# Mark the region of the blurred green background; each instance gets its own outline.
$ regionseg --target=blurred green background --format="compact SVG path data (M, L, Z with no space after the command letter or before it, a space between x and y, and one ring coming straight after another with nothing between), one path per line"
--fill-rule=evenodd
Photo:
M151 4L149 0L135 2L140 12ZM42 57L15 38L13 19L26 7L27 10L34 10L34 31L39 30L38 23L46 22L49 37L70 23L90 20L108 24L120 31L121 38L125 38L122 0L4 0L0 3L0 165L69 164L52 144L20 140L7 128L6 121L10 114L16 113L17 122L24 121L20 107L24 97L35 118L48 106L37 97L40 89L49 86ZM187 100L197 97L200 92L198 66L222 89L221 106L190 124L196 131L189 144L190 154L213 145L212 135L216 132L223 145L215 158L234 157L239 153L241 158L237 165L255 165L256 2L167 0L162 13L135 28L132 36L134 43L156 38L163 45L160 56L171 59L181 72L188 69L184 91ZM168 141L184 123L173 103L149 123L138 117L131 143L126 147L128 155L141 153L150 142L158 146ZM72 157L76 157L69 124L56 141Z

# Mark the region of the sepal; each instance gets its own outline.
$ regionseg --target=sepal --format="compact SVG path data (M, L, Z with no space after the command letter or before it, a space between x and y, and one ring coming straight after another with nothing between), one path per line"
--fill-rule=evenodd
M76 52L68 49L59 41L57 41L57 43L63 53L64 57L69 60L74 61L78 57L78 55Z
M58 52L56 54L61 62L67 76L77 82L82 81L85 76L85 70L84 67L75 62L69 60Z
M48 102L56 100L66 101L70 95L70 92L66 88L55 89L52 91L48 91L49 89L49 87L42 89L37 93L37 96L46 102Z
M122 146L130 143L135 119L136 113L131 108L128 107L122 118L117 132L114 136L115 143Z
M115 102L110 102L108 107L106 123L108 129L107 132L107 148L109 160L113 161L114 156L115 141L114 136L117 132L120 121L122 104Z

######

* **Written exercise**: Render every line of the rows above as a Markdown table with the columns "Line No." and "Text", numbering the lines consecutively and omitting blank lines.

* **Output**:
| Line No. | Text |
|---|---|
| 1 | # Mark the region of the blurred green background; each instance gets its own outline. |
| 2 | $ regionseg --target=blurred green background --format="compact SVG path data (M, L, Z with no space after the command letter or before it, a space between x and y, and one ring coming straight after another with nothing between), one path per line" |
| 3 | --fill-rule=evenodd |
| 4 | Photo: |
| 5 | M151 4L149 0L135 2L140 12ZM42 57L15 38L13 19L26 7L27 10L34 10L34 31L39 30L38 23L46 22L49 37L70 23L90 20L108 24L120 31L121 38L125 38L122 0L4 0L0 3L0 165L69 164L52 144L20 140L7 128L6 121L10 114L16 113L17 122L24 121L20 107L24 97L35 118L48 106L37 97L40 89L49 86ZM187 100L197 97L200 92L198 66L222 89L221 106L190 124L196 131L189 144L190 154L213 145L212 135L216 132L223 145L215 158L234 157L239 153L241 158L237 165L255 165L256 2L167 0L162 13L135 28L132 36L134 43L156 38L163 45L160 56L171 59L181 72L188 69L184 91ZM168 141L184 123L173 103L149 123L138 117L131 143L126 147L128 155L141 153L150 142L158 146ZM72 157L76 157L69 124L56 141Z |
| 6 | # Mark the region of the sepal; each instance gets its own outline. |
| 7 | $ regionseg --target=sepal --format="compact SVG path data (M, L, Z with no space after the command letter or before it, a space between x and y, and one ring coming straight after another with nothing between), one path per line" |
| 8 | --fill-rule=evenodd |
| 9 | M76 52L68 49L59 41L57 41L57 43L63 53L64 57L69 60L74 61L78 57L78 55Z |
| 10 | M58 52L56 54L61 62L67 76L77 82L82 81L85 76L85 70L84 67L75 62L69 60Z |
| 11 | M48 102L56 100L66 101L70 95L70 92L66 88L55 89L52 91L48 91L49 89L49 87L42 89L37 93L37 96L46 102Z |
| 12 | M122 146L130 143L135 119L136 113L131 108L128 107L122 118L117 132L114 136L115 143Z |
| 13 | M115 102L110 102L108 107L106 123L108 129L107 132L107 148L109 160L113 161L114 156L115 141L114 136L117 132L120 121L122 104Z |